### Required work
Please render every line of the records below as a JSON list of strings, one string per line, with blank lines left out.

### Task inputs
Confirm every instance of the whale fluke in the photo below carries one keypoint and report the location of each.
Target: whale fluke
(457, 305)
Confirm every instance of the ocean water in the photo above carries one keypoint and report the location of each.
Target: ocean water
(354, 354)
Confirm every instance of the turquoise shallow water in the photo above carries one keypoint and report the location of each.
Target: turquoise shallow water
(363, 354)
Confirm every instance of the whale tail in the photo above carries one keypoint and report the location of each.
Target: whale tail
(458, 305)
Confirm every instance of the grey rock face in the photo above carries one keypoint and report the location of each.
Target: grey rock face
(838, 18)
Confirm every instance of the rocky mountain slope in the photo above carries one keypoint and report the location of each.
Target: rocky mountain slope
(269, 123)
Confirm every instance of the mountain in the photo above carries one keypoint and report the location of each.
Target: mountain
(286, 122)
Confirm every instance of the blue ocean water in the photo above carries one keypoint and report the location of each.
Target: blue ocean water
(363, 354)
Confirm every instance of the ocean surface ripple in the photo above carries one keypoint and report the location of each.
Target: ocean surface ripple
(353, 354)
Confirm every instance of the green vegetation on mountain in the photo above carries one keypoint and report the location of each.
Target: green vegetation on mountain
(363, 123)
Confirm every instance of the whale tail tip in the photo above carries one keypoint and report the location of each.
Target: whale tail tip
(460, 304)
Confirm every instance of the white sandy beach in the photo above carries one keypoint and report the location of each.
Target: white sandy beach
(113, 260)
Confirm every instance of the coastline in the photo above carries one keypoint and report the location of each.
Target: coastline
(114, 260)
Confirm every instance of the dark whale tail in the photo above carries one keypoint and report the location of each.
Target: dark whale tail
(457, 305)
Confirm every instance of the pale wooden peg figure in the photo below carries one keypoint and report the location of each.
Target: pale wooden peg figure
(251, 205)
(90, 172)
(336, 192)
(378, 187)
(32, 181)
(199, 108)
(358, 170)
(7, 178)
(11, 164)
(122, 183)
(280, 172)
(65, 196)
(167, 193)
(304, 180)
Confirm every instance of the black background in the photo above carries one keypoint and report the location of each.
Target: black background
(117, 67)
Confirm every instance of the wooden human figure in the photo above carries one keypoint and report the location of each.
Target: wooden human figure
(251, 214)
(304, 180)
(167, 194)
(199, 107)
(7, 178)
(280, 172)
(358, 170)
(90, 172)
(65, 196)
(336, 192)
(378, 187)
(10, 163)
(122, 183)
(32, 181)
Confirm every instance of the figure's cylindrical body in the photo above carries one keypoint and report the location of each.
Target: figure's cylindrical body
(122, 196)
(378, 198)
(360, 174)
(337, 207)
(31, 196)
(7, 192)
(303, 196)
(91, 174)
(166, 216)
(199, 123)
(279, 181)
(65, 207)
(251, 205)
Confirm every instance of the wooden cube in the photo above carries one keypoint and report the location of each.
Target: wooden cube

### Task answer
[
  "Confirm every instance of the whale fluke in the photo below carries one keypoint and report the location of each.",
  "Target: whale fluke",
  "(457, 305)",
  "Confirm every instance of the ocean water in the photo above carries one keypoint and report the location of each.",
  "Target: ocean water",
  "(354, 354)",
  "Confirm every instance of the turquoise shallow water in the photo above carries one keypoint and report the location of each.",
  "Target: turquoise shallow water",
  "(363, 354)",
  "Confirm every instance of the whale tail in the photo above carries one keypoint and report the location of each.",
  "Target: whale tail",
  "(458, 305)",
  "Confirm every instance of the grey rock face in the photo above carries one keypoint and report the location of each.",
  "Target: grey rock face",
  "(838, 18)",
  "Confirm every instance of the rocky mountain slope in the photo above carries one keypoint and report the location of each.",
  "Target: rocky mountain slope",
  "(269, 123)",
  "Confirm every instance of the mountain in the photo above carries one keypoint and report the location of each.",
  "Target: mountain",
  "(286, 122)",
  "Confirm every instance of the blue ocean water in the photo above carries one keypoint and report the location of each.",
  "Target: blue ocean water",
  "(363, 354)",
  "Confirm every instance of the ocean surface ripple in the photo above carries one keypoint and report the location of each.",
  "Target: ocean surface ripple",
  "(353, 354)",
  "Confirm every instance of the green vegetation on mountain in the photo above carries one keypoint and report the location of each.",
  "Target: green vegetation on mountain",
  "(363, 123)",
  "Confirm every instance of the whale tail tip in the photo above carries one keypoint and report the location of each.",
  "Target: whale tail tip",
  "(460, 304)",
  "Confirm every instance of the white sandy beach in the photo above carries one keypoint and report the location of each.",
  "Target: white sandy beach",
  "(113, 260)",
  "Confirm every instance of the coastline in the photo above carries one keypoint and report the location of each.",
  "Target: coastline",
  "(114, 260)",
  "Confirm every instance of the dark whale tail in the photo above carries one keypoint and report the location of each.",
  "Target: dark whale tail",
  "(457, 305)",
  "Confirm every instance of the pale wooden peg figure in the photo below carries one keypoint and report the location of each.",
  "Target: pale wooden peg figure",
  "(251, 205)",
  "(90, 172)",
  "(336, 192)",
  "(378, 187)",
  "(32, 181)",
  "(199, 108)",
  "(358, 170)",
  "(7, 178)",
  "(11, 164)",
  "(122, 183)",
  "(280, 172)",
  "(65, 196)",
  "(167, 193)",
  "(304, 180)",
  "Confirm every instance of the black background in the photo above carries one keypoint and report the location of each.",
  "Target: black background",
  "(117, 67)",
  "Confirm every instance of the wooden human figure in the photo above carries one keypoint and report the location of each.",
  "Target: wooden human figure",
  "(251, 214)",
  "(304, 180)",
  "(167, 194)",
  "(199, 107)",
  "(7, 178)",
  "(280, 172)",
  "(358, 170)",
  "(90, 172)",
  "(65, 196)",
  "(336, 192)",
  "(378, 187)",
  "(10, 163)",
  "(122, 183)",
  "(32, 181)",
  "Confirm every instance of the figure's cylindrical body in the photo above carries one keypoint and report the location of each.",
  "Target: figure's cylindrical body",
  "(122, 196)",
  "(378, 198)",
  "(360, 174)",
  "(337, 207)",
  "(31, 196)",
  "(7, 192)",
  "(303, 196)",
  "(91, 174)",
  "(166, 216)",
  "(199, 123)",
  "(279, 181)",
  "(65, 207)",
  "(251, 205)",
  "Confirm every instance of the wooden cube in the photo above carries one keypoint and report the location of each.",
  "Target: wooden cube"
]